(Mask labeling examples)
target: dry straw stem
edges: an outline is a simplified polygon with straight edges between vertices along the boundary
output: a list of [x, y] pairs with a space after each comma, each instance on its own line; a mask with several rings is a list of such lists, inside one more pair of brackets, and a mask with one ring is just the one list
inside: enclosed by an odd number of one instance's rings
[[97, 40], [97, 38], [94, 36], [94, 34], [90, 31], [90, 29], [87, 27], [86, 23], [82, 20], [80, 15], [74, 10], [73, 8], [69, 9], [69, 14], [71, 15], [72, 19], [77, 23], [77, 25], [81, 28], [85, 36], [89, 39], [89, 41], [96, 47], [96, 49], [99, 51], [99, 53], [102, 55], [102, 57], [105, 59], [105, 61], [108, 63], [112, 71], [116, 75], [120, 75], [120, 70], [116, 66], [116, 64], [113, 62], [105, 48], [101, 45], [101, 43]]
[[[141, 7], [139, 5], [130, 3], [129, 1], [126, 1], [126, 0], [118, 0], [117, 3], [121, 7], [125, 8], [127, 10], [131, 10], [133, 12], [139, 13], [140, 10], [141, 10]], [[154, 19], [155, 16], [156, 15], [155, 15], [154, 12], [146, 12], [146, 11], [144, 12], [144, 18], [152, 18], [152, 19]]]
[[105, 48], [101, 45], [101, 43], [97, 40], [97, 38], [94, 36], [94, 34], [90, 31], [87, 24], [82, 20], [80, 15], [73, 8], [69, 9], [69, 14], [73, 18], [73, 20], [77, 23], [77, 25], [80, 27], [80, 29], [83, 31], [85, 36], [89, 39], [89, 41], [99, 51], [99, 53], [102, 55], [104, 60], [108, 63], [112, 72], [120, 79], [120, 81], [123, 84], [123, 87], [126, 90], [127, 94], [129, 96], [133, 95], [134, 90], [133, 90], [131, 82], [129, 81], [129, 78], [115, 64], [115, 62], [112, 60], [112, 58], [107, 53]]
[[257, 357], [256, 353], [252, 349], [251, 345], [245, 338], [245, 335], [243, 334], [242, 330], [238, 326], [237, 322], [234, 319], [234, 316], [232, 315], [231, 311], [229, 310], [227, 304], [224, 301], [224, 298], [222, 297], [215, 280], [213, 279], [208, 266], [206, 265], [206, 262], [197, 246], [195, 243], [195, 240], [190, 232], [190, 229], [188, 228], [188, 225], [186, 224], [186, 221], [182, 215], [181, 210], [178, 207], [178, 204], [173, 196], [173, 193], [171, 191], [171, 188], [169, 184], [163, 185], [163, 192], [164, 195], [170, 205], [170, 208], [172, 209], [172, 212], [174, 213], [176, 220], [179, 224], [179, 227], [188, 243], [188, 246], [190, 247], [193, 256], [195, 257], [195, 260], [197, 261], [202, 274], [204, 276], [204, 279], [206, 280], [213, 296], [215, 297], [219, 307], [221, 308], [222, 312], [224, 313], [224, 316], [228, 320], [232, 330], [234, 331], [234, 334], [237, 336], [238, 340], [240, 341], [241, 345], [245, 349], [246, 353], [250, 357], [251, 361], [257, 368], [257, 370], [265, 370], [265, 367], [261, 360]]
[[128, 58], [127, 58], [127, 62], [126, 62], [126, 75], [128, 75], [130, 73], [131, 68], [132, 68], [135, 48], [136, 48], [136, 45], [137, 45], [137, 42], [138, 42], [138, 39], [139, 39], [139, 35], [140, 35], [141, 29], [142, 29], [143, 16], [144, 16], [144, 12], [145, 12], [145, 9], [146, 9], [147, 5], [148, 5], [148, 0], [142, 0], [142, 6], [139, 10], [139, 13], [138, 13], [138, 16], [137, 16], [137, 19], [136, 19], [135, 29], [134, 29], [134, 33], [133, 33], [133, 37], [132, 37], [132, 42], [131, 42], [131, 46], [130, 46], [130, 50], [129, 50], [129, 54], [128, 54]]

→ **Aim**
Recast each line of the listing above as one string in a JSON list, omitting blank lines.

→ **Written solution**
[
  "target: dry straw stem",
  "edges: an outline is a simplified polygon with straight edges between vertices along the boundary",
  "output: a list of [x, y] pairs with a space after each comma, each instance on its own line; a mask with several rings is a list of such lists, inside one more pair of brackets, and a mask with one ring is just the one list",
  "inside: enclosed by an odd number of one instance's rings",
  "[[97, 40], [97, 38], [94, 36], [94, 34], [90, 31], [90, 29], [87, 27], [86, 23], [82, 20], [80, 15], [74, 10], [73, 8], [69, 9], [69, 14], [71, 15], [72, 19], [77, 23], [77, 25], [81, 28], [85, 36], [89, 39], [89, 41], [96, 47], [96, 49], [99, 51], [99, 53], [102, 55], [102, 57], [105, 59], [105, 61], [108, 63], [112, 71], [116, 75], [120, 75], [120, 70], [116, 66], [116, 64], [113, 62], [105, 48], [101, 45], [101, 43]]",
  "[[[141, 7], [139, 5], [130, 3], [129, 1], [126, 1], [126, 0], [118, 0], [117, 3], [121, 7], [125, 8], [127, 10], [131, 10], [133, 12], [139, 13], [140, 10], [141, 10]], [[154, 19], [155, 16], [156, 15], [155, 15], [154, 12], [146, 12], [146, 11], [144, 12], [144, 18], [152, 18], [152, 19]]]",
  "[[105, 48], [101, 45], [101, 43], [97, 40], [97, 38], [94, 36], [94, 34], [90, 31], [87, 24], [82, 20], [80, 15], [73, 8], [69, 9], [69, 14], [73, 18], [73, 20], [77, 23], [77, 25], [80, 27], [80, 29], [83, 31], [85, 36], [89, 39], [89, 41], [99, 51], [99, 53], [102, 55], [104, 60], [108, 63], [112, 72], [120, 79], [120, 81], [123, 84], [123, 87], [126, 90], [127, 94], [129, 96], [133, 95], [134, 90], [133, 90], [131, 82], [129, 81], [129, 78], [115, 64], [115, 62], [112, 60], [112, 58], [107, 53]]",
  "[[257, 357], [256, 353], [252, 349], [251, 345], [245, 338], [245, 335], [243, 334], [242, 330], [238, 326], [237, 322], [234, 319], [234, 316], [232, 315], [231, 311], [229, 310], [227, 304], [224, 301], [224, 298], [222, 297], [215, 280], [213, 279], [208, 266], [206, 265], [206, 262], [197, 246], [195, 243], [195, 240], [190, 232], [190, 229], [188, 228], [188, 225], [186, 224], [186, 221], [182, 215], [181, 210], [178, 207], [178, 204], [173, 196], [173, 193], [171, 191], [171, 188], [169, 184], [163, 185], [163, 192], [164, 195], [170, 205], [170, 208], [172, 209], [172, 212], [174, 213], [176, 220], [179, 224], [179, 227], [188, 243], [188, 246], [190, 247], [193, 256], [195, 257], [195, 260], [197, 261], [202, 274], [204, 276], [204, 279], [206, 280], [213, 296], [215, 297], [219, 307], [221, 308], [222, 312], [224, 313], [224, 316], [228, 320], [232, 330], [234, 331], [234, 334], [237, 336], [238, 340], [240, 341], [241, 345], [245, 349], [246, 353], [250, 357], [251, 361], [257, 368], [257, 370], [265, 370], [265, 367], [261, 360]]",
  "[[128, 58], [127, 58], [127, 62], [126, 62], [126, 75], [128, 75], [130, 73], [131, 68], [132, 68], [135, 48], [136, 48], [136, 45], [137, 45], [137, 42], [138, 42], [138, 39], [139, 39], [139, 35], [140, 35], [141, 29], [142, 29], [143, 16], [144, 16], [144, 12], [145, 12], [145, 9], [146, 9], [147, 5], [148, 5], [148, 0], [142, 0], [142, 6], [139, 10], [139, 13], [138, 13], [138, 16], [137, 16], [137, 19], [136, 19], [135, 29], [134, 29], [134, 33], [133, 33], [133, 37], [132, 37], [132, 42], [131, 42], [131, 46], [130, 46], [130, 50], [129, 50], [129, 54], [128, 54]]"
]